Text segment -
────────────────

View Full Version : Does anyone understand how I feel?
jools
6th April 2008, 05:47 PM
Hi everyone
In a pensive mood today and just wanted to share my thoughts with people who might understand. June 2008 will mark two years since my family was torn apart and my H left. May 2008 will be our silver wedding anniversary (as I still haven’t got around to divorcing him). Since last October I’ve been having a long distance relationship with a man who is 10 years younger than me and the chemistry between us is amazing. I get to stay with him every other weekend but he hasn’t been to my house yet – mainly because I’d find it strange – though my girls say they’d love to meet him. He’s an amazing lover and a really good friend – but I’ve just got this feeling that it won’t last. I don’t think I’ll ever love him.
So what’s my problem? I dunno. Things just feel strange. Although my H betrayed me (and is now on his own) I find it strange lying in this other man’s bed knowing that my girls are with their dad doing family type things – though only sometimes cos they’re both upper teens. But still, I just still get bugged by the whole fragmented family feeling that feels so wrong. Knowing that we can’t celebrate family occasions as a united family. I’m struggling to express what I’m feeling. I just hope that eventually my life will feel “normal” all of the time. Maybe that’ll only happen when I meet someone that I truly fall in love with. I dunno. I just feel confused today. Just this feeling that life’s not gonna be how it was meant to be. I know that nothing in life’s guaranteed: you can lose your money, your house, your job – anything – but you should always be able to count on your family being there for you. That’s what I can’t get my head past. And that’s why I don’t think I’ll ever be able to meet him as a friend because I can’t accept what he’s done to his lovely family. Anyone out there understand what I’m saying?
Jools X
SadBill
6th April 2008, 07:52 PM
this isnt really an answer to your question, but I guess we all have days where we get so confused. Funny... May is the same time as my wedding anniversary, but I like you will have nothing to celebrate. It still breaks my heart though, that the person that I thought I'd be spending the rest of my life with, is the one that has killed me. I know, I am not a product of her terrible infidelities, but my life has been irrecconcilibly altered by her selfish actions. And yet, here I am, in work on a sunday surrounded by the guys and I feel lost, lonely, hurt and betrayed, but shattered. Confusion? you betcha.
God bless though, we can pull through.
aqua
6th April 2008, 08:34 PM
Hi jools
"Just this feeling that life’s not gonna be how it was meant to be."
oh yes, I understand this!
"I don’t think I’ll ever be able to meet him as a friend because I can’t accept what he’s done to his lovely family.
Oh my! I understand this too!!!! I haven't seen my H face to face since November and I never talk to him. I don't want to be his friend. I do hear on the grapevine that H has a hard time with this! That's his problem.

────────────────

Tasks to carry out -
1 > In the forum thread, what month and year will be jools's silver wedding anniversary?
2 > Rewrite the stretch of the forum thread from "oh yes, I understand" through "That's his problem.", putting "rumor mill" in place of "grapevine".

Data provided -
────────────────

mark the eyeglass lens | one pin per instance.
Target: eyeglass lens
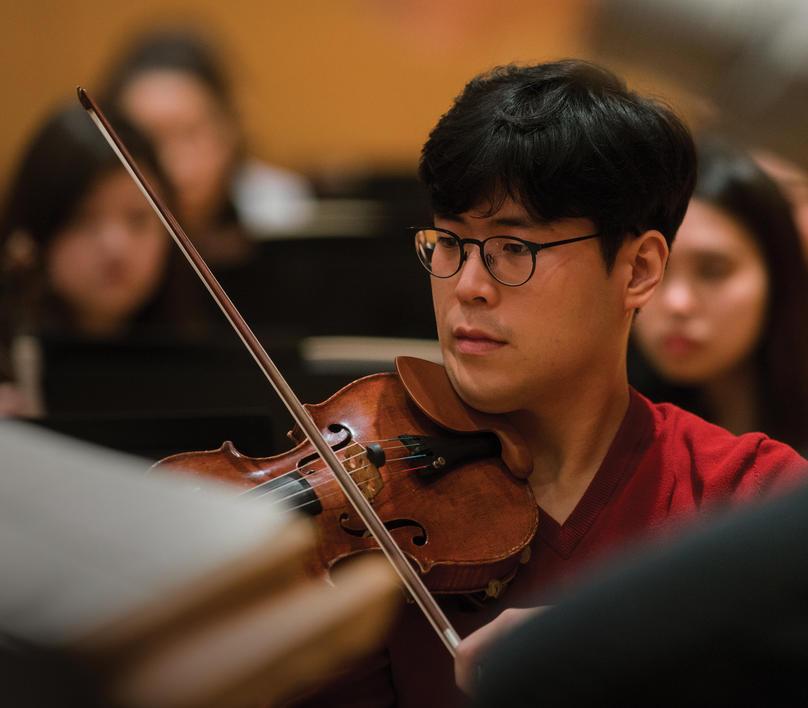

────────────────

Responses to the exercise -
1 > May 2008

2 >
oh yes, I understand this!
"I don’t think I’ll ever be able to meet him as a friend because I can’t accept what he’s done to his lovely family.
Oh my! I understand this too!!!! I haven't seen my H face to face since November and I never talk to him. I don't want to be his friend. I do hear on the rumor mill that H has a hard time with this! That's his problem.